Getting Awkward in the Bilingual Boudoir

By Charlie Geer

They say that if you didn’t learn a given language in the cradle, the next best way to learn it is in the sack. If you really want to learn Polish, for example, date a Pole. Be this as it may, the conjugal bed should not be considered a language lab. It is first and foremost a conjugal bed, and there are much more interesting things to do in a conjugal bed than conjugate verbs.

In the bilingual boudoir it’s a good idea to maintain clear boundaries between things linguistic and things romantic. Without clear boundaries, life can get awkward. As an example, let’s say you’re engaged in a little pillow talk with your Spanish sweetheart, and you decide you’d like to compliment her in her own language, in Spanish. You’re thinking something along the lines of, In the light of the moon, my love, your face is angelic. If this sounds a bit cheesy, that’s because it is — in English. The nice thing about using a foreign language to flatter is that you can be a bit cheesy without feeling cheesy: the cheese is being filtered through another language; you don’t really process the cheese as cheese. The words just sound like, well, sounds*. The risk is that maybe you aren’t yet fluent enough to be making blandishments, cheesy or otherwise, in your sweetheart’s language. Mid-blandishment you may realize that you do not know the Spanish word for, say, angelic, and what might have been a melodious prelude to a night of delight instead becomes a linguistic trainwreck: En la luz de la luna, mi amor, tu cara es, umm—wait—I mean—espera—how—I mean—¿cómo se dice—umm—“angelic” en, umm, español?

• **WHAT IS BEING ASKED**
Can you rewrite the essay on bilingual romance, starting with "By Charlie Geer" and going on through "than conjugate verbs.", with "cradle" changed to "nursery"?

• **ENTRIES SHOWN**
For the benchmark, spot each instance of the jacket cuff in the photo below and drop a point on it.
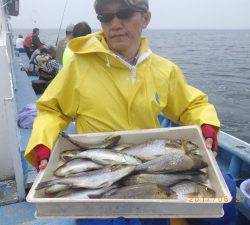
(210, 131)
(41, 152)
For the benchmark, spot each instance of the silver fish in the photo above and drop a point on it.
(108, 142)
(173, 161)
(141, 191)
(56, 188)
(102, 156)
(165, 179)
(76, 166)
(95, 179)
(156, 148)
(187, 189)
(83, 193)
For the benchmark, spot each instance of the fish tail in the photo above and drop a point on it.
(45, 184)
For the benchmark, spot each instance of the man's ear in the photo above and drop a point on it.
(146, 19)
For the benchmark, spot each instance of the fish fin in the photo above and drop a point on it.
(44, 184)
(114, 139)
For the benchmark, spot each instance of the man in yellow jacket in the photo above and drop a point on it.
(114, 82)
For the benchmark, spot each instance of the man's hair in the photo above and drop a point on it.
(35, 30)
(137, 5)
(81, 29)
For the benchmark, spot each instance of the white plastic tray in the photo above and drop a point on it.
(133, 208)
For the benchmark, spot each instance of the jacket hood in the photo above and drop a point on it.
(95, 43)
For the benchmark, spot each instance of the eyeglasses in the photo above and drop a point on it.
(123, 14)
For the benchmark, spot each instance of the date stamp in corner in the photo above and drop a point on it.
(218, 199)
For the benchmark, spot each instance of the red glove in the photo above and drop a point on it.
(41, 152)
(209, 131)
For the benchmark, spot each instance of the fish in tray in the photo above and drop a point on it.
(173, 161)
(102, 156)
(76, 166)
(96, 179)
(141, 191)
(188, 189)
(108, 142)
(82, 193)
(55, 188)
(165, 179)
(155, 148)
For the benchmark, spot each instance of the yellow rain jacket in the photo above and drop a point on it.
(102, 92)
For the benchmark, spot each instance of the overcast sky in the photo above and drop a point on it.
(166, 14)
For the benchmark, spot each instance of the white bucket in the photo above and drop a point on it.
(245, 189)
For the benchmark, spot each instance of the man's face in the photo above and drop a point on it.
(123, 34)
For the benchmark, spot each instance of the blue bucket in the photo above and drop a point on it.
(245, 189)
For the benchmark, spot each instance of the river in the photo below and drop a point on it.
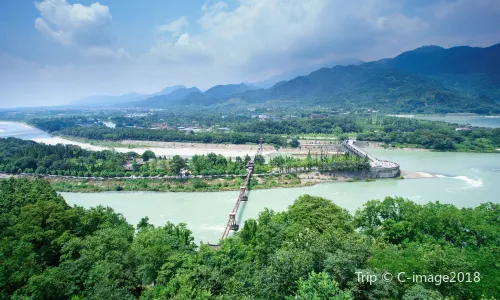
(462, 179)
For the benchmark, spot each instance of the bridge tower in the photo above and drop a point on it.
(243, 195)
(261, 142)
(232, 221)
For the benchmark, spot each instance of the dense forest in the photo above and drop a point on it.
(119, 134)
(21, 156)
(390, 130)
(411, 132)
(313, 250)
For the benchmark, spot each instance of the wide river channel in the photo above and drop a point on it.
(462, 179)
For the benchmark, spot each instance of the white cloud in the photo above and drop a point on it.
(86, 27)
(175, 27)
(248, 42)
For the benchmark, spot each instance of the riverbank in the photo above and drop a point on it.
(231, 183)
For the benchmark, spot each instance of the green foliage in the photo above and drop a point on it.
(147, 155)
(313, 250)
(117, 134)
(319, 286)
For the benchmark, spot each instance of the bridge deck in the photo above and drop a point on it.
(231, 223)
(374, 162)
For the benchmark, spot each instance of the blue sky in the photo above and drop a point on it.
(56, 51)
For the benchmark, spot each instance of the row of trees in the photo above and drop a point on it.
(313, 250)
(20, 156)
(322, 163)
(119, 134)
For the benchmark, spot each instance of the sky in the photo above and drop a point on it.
(56, 51)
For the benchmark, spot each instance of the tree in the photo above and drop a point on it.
(147, 155)
(294, 143)
(177, 164)
(319, 286)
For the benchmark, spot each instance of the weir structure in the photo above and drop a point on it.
(379, 169)
(243, 196)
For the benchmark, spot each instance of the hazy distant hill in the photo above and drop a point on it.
(471, 71)
(428, 80)
(163, 101)
(371, 87)
(220, 91)
(103, 101)
(185, 96)
(425, 80)
(264, 84)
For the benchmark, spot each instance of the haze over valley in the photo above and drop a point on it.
(249, 149)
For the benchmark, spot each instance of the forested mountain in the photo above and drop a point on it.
(429, 79)
(370, 86)
(471, 71)
(426, 80)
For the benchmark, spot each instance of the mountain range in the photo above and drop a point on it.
(429, 79)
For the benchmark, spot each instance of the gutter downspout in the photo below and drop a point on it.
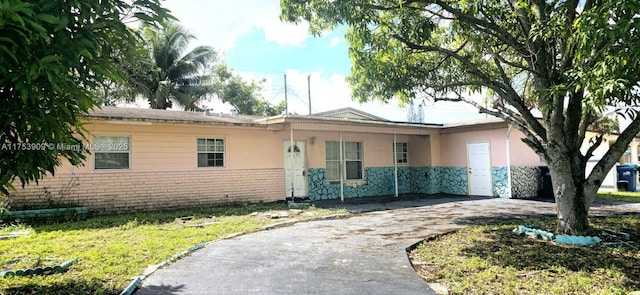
(291, 169)
(508, 163)
(395, 165)
(342, 169)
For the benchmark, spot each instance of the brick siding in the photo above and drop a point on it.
(124, 191)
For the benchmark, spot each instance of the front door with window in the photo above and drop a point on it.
(294, 164)
(479, 169)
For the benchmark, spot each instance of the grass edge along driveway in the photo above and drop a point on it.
(113, 249)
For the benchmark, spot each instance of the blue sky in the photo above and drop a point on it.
(251, 39)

• **EXERCISE RESULT**
By Charlie Geer

They say that if you didn’t learn a given language in the nursery, the next best way to learn it is in the sack. If you really want to learn Polish, for example, date a Pole. Be this as it may, the conjugal bed should not be considered a language lab. It is first and foremost a conjugal bed, and there are much more interesting things to do in a conjugal bed than conjugate verbs.